→ Selected excerpt
- Battle of Bab El Oued: Part of the Algerian War
| Date | 23 March – 6 April 1962 |
| Location | Bab El Oued, Algiers, Algeria |
| Result | French government victory |

Belligerents
- French Republic: OAS

Commanders and leaders
- Charles Ailleret: Raoul Salan

Casualties and losses
- 15 killed 77 wounded: 500 killed 60 wounded

= Battle of Bab El Oued =

Battle fought in 1962 during the Algerian War

The Battle of Bab el Oued (Bataille de Bab el Oued) was an armed confrontation which occurred during the latter stages of the Algerian War (1954–1962) between the French Army and the Organisation armée secrète (OAS) which opposed Algerian independence. It took place in Bab El Oued, then a working-class European quarter of Algiers, from 23 March to 6 April 1962.

==Context==
===OAS uprising (19 March)===

Algeria: Tense Cease Fire Bab el Oued, 22 March 1962

The OAS was a far-right organization of hard-line European "Pied-Noirs" living in (the then-French territory) Algeria who were opposed to the cease-fire announced by French president Charles de Gaulle on 19 March 1962 between French forces and the Front de libération nationale (FLN) forces fighting for Algerian Independence. The OAS decided to dig in at their stronghold of Bab El Oued (a traditionally European working-class area) to fight the Evian Agreements by force.

→ Short task
Could you copy the stretch of the Battle of Bab El Oued article from "Battle fought in" through "6 April 1962.", changing "French Army" to "French military"?

[Named region outline records]

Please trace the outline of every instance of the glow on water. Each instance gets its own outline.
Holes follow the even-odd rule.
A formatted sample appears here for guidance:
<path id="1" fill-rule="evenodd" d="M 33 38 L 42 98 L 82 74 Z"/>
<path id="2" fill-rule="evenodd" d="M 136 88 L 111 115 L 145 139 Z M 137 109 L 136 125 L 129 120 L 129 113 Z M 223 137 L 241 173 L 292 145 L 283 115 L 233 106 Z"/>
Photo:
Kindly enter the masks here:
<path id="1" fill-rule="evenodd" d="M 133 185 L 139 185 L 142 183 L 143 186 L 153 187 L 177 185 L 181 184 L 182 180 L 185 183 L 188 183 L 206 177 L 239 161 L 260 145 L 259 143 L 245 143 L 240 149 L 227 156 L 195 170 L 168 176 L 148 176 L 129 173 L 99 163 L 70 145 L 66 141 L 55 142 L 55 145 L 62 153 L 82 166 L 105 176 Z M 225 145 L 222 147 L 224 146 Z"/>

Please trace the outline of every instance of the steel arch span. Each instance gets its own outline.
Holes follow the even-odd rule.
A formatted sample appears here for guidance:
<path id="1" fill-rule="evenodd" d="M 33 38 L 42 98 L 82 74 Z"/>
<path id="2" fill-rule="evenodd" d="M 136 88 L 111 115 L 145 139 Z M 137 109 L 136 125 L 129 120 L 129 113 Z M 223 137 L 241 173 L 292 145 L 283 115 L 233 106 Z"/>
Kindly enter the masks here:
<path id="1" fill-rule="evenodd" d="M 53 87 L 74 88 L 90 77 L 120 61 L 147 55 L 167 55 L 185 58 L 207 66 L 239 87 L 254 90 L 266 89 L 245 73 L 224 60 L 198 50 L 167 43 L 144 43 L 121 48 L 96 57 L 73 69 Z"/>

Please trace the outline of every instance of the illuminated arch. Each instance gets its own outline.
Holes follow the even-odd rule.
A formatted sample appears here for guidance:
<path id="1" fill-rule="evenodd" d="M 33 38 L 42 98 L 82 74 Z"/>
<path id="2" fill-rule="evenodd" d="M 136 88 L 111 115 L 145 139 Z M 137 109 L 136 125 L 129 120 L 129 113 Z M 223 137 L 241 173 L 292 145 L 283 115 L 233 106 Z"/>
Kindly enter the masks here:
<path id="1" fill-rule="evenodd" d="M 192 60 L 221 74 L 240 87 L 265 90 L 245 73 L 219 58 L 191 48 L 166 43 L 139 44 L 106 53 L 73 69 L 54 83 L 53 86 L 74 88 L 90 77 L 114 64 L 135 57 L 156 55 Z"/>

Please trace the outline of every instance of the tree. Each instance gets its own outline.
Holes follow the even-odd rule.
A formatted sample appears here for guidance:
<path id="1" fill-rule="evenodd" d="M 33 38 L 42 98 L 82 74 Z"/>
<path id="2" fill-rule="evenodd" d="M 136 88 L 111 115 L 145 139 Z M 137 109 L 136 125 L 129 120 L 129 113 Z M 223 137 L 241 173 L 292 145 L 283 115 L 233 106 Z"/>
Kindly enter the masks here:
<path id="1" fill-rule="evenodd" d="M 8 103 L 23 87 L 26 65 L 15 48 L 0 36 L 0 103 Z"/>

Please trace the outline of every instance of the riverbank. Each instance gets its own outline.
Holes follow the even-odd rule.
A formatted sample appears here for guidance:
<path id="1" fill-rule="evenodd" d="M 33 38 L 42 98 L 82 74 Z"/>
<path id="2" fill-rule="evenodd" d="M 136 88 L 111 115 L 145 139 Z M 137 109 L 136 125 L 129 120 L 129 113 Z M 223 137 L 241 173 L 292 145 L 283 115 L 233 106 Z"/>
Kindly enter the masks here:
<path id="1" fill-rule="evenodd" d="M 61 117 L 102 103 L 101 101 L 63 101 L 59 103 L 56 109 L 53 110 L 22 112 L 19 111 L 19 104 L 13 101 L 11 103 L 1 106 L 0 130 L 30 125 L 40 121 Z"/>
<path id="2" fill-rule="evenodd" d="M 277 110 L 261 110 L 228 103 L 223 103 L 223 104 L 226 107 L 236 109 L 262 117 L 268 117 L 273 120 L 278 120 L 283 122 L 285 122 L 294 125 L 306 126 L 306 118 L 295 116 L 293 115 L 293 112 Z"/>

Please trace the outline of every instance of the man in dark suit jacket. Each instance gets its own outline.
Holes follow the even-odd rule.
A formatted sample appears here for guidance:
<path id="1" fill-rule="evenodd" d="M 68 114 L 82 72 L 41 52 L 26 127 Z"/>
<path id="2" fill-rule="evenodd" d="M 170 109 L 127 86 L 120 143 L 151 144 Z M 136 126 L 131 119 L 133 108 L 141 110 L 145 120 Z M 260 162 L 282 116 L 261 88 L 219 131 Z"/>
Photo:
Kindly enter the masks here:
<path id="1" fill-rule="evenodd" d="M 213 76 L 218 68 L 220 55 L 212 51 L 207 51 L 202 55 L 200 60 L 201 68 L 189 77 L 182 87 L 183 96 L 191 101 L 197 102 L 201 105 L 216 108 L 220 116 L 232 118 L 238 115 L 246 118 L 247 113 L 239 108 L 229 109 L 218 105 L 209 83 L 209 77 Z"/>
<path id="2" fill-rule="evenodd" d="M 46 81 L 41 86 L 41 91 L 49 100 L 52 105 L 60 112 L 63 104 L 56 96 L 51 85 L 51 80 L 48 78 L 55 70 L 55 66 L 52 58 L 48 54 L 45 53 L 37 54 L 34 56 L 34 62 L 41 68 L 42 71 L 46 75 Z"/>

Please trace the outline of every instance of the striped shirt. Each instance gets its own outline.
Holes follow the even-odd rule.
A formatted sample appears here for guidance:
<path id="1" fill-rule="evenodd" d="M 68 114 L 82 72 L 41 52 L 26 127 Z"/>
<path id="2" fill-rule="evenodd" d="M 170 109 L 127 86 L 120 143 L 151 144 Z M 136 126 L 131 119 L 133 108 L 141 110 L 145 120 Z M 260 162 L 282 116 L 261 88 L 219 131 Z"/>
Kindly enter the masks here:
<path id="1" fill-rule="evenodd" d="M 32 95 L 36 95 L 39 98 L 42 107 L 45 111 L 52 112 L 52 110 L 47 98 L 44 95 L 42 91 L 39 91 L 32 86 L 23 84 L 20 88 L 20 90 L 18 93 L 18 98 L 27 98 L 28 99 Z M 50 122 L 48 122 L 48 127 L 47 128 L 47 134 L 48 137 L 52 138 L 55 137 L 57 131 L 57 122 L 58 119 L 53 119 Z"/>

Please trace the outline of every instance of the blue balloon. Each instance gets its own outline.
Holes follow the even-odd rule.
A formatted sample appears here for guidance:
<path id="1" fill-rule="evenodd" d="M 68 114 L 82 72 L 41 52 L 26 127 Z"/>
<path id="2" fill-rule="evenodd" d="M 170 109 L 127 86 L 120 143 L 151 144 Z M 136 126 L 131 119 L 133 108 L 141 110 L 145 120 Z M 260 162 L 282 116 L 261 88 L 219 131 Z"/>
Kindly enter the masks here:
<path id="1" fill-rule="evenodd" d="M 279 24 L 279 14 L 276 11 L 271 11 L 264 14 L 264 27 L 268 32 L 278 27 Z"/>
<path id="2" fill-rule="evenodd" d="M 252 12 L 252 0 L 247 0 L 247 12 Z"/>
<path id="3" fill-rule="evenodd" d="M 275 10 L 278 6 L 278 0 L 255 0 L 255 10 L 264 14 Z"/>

→ The result
Battle fought in 1962 during the Algerian War

The Battle of Bab el Oued (Bataille de Bab el Oued) was an armed confrontation which occurred during the latter stages of the Algerian War (1954–1962) between the French military and the Organisation armée secrète (OAS) which opposed Algerian independence. It took place in Bab El Oued, then a working-class European quarter of Algiers, from 23 March to 6 April 1962.